How many lines in the rows that follow contain the string "below"? Reply with the number alone.

##### Input rows

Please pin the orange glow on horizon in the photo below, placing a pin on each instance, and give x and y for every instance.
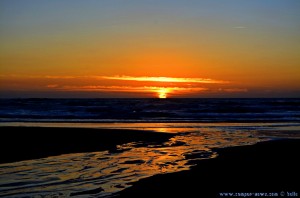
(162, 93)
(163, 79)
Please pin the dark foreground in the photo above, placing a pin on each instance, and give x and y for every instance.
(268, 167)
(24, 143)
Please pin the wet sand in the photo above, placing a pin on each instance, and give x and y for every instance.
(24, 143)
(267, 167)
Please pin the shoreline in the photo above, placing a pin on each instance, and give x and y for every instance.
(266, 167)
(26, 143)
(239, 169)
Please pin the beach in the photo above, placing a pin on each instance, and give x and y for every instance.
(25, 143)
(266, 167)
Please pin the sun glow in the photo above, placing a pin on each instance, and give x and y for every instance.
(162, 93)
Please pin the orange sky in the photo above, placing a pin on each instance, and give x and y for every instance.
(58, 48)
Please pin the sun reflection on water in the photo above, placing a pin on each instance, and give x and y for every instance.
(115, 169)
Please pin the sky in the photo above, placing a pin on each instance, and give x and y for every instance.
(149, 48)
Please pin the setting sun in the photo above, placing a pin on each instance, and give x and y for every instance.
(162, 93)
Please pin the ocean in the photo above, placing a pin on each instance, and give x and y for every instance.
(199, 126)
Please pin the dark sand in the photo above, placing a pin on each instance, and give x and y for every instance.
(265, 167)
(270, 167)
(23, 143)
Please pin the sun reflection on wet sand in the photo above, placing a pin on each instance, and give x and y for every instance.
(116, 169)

##########
##### Input rows

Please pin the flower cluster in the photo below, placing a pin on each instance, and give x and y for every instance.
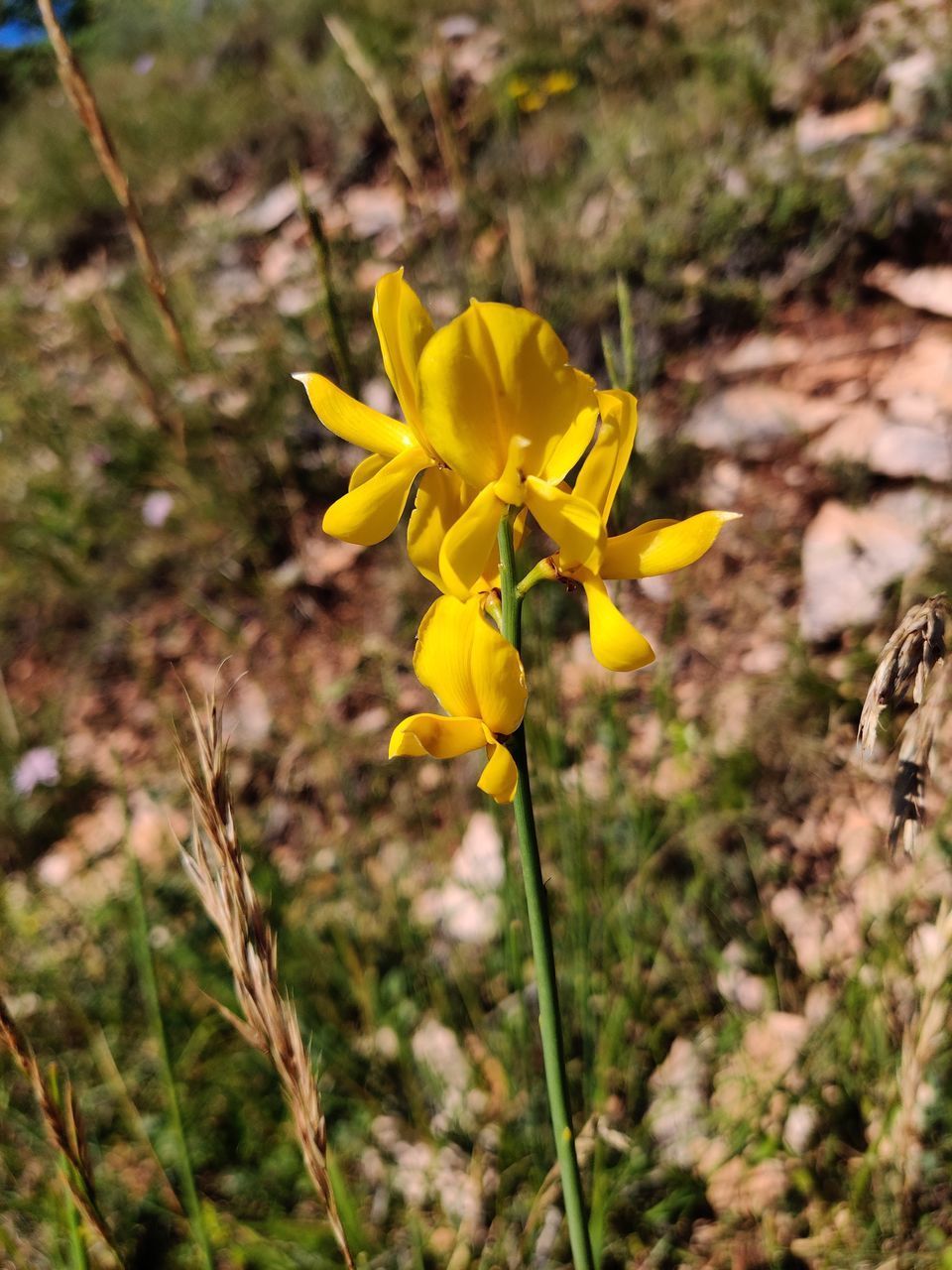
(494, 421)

##########
##### Input rows

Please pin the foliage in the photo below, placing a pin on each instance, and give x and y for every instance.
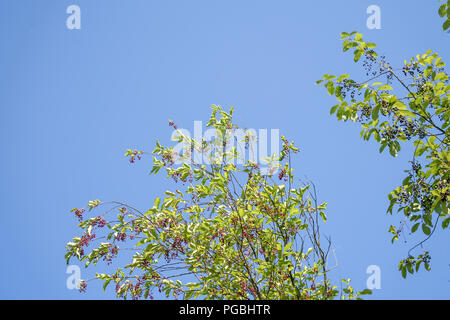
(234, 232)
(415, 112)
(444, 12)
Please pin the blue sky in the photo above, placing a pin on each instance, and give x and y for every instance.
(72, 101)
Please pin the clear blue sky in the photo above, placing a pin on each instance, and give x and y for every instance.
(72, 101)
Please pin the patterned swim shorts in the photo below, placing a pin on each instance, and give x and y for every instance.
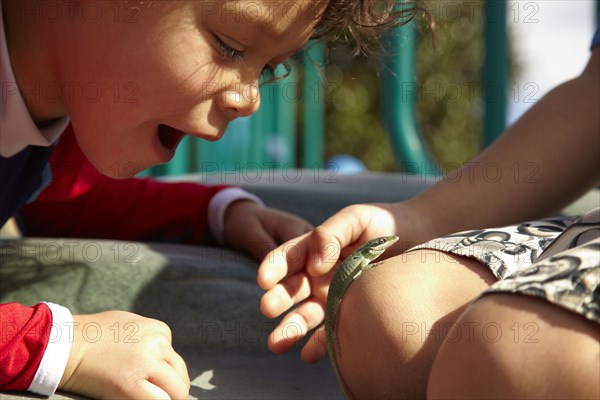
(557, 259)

##########

Correct output:
4